● **Exercise instructions**:
**1.** In the text on product value, list every group that the text says relies on a product manager to deliver value.
**2.** From the text on product value, reproduce everything from "Value exchange is" down to "value is tricky.".

── Quoted text ──

Last updated: August 2024

Every product manager wants to make an impact. The opportunity to turn raw concepts into real products is a rare one — what you build represents the future of the business. And you have the honor of solving problems for people. Colleagues, customers, and your company rely on you to deliver the most value to all. It is a weighty and exciting responsibility.

Value exchange is at the core of most successful products. Yet it can be difficult to understand how to estimate and measure product value. Why? It will actually be different in the eyes of those who build the product and those who use it. For example, a company might see value as the total amount of new revenue generated after a product update. But the user might see value realized in how much time the product saves them each day. Trying to reconcile the varying inputs and find a blended measurement of value is tricky.

The Aha! product value scorecard will change the way you work — see how.

───
── Records ──

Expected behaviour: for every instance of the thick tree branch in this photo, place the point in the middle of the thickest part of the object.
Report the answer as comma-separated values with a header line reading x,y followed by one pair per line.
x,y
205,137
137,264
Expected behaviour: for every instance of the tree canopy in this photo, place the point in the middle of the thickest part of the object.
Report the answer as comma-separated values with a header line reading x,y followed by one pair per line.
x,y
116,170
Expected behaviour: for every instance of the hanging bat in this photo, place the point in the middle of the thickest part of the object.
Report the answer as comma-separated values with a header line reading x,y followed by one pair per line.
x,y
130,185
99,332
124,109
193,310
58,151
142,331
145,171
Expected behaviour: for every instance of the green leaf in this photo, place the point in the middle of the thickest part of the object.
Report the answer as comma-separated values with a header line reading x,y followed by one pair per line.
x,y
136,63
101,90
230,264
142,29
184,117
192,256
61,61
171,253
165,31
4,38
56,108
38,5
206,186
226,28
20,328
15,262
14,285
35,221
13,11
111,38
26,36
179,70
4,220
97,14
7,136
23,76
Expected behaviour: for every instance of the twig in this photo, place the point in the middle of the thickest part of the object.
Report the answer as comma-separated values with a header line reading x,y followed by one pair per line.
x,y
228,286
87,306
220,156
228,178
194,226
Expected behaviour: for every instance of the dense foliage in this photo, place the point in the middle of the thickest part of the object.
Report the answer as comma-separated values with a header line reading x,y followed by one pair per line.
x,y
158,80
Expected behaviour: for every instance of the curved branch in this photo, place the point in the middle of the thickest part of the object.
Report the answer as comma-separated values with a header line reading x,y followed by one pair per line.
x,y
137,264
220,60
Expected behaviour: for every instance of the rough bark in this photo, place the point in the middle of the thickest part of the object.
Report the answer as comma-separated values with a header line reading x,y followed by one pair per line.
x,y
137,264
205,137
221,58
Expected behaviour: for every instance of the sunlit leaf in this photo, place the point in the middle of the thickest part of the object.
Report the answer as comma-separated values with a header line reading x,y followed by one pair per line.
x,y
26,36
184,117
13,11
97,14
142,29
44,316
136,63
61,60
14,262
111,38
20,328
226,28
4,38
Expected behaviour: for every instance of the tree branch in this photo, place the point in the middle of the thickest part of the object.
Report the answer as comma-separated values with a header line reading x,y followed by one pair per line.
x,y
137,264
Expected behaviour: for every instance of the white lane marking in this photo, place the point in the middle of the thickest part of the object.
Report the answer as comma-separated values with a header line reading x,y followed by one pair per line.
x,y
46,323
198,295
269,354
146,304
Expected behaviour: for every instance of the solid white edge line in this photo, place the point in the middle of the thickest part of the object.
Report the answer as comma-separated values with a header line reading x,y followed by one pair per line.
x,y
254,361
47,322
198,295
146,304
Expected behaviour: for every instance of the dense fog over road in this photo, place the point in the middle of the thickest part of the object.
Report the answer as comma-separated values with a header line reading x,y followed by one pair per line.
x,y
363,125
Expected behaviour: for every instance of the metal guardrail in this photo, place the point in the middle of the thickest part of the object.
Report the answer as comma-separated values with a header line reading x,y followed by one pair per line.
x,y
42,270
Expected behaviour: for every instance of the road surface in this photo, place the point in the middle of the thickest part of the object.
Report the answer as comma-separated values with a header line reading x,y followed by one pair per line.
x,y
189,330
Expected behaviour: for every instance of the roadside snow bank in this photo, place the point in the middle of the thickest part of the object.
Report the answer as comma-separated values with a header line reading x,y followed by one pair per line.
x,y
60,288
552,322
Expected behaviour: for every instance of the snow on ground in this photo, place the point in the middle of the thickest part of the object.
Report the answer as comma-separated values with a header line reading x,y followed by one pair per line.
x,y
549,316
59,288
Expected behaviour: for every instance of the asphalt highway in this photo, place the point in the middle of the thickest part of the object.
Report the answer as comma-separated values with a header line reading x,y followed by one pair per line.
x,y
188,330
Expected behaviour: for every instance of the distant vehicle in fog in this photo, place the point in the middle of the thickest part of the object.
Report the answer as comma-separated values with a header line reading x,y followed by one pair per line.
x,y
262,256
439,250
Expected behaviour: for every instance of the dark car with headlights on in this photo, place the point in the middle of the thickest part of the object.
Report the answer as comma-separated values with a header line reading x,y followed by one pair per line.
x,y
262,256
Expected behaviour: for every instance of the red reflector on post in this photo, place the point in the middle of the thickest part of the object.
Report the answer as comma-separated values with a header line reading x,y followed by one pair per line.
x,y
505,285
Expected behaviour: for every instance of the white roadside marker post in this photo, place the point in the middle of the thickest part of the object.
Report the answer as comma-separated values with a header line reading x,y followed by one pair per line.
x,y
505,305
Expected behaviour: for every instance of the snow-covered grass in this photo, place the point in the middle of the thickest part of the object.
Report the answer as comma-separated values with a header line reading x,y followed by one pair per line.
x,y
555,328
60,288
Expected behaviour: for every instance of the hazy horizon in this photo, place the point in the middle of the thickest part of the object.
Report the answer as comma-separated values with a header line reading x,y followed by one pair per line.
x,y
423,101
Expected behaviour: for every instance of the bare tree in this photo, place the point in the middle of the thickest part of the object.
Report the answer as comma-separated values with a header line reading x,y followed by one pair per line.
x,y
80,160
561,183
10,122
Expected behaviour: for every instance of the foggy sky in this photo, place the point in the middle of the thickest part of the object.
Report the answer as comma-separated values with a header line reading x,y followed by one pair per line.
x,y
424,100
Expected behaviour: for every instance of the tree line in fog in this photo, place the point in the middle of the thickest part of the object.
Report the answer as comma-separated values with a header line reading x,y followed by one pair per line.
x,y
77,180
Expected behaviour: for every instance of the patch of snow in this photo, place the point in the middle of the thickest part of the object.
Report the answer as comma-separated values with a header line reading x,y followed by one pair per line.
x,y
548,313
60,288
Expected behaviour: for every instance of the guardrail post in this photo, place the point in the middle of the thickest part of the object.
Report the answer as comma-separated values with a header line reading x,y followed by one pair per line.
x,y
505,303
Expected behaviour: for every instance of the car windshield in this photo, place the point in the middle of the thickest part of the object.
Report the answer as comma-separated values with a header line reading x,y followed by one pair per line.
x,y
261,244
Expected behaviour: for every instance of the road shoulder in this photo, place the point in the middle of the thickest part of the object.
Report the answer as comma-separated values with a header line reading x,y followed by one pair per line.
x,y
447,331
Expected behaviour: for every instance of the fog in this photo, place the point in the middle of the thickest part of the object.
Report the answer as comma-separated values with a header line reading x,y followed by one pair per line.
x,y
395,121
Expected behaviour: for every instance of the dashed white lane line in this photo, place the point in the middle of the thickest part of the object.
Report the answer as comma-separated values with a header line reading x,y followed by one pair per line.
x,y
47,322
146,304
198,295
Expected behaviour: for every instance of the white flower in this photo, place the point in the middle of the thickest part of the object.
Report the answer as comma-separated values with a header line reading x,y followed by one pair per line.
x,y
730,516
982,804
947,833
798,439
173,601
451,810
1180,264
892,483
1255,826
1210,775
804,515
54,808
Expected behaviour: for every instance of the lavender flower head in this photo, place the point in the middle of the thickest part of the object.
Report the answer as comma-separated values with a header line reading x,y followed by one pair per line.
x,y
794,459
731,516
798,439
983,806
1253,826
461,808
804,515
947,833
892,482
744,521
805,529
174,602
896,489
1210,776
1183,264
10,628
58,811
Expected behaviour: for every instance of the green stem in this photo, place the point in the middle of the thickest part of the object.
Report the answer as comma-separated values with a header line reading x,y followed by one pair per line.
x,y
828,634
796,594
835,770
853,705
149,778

───

● **Solutions by task**:
**1.** Colleagues, customers, and your company

**2.**
Value exchange is at the core of most successful products. Yet it can be difficult to understand how to estimate and measure product value. Why? It will actually be different in the eyes of those who build the product and those who use it. For example, a company might see value as the total amount of new revenue generated after a product update. But the user might see value realized in how much time the product saves them each day. Trying to reconcile the varying inputs and find a blended measurement of value is tricky.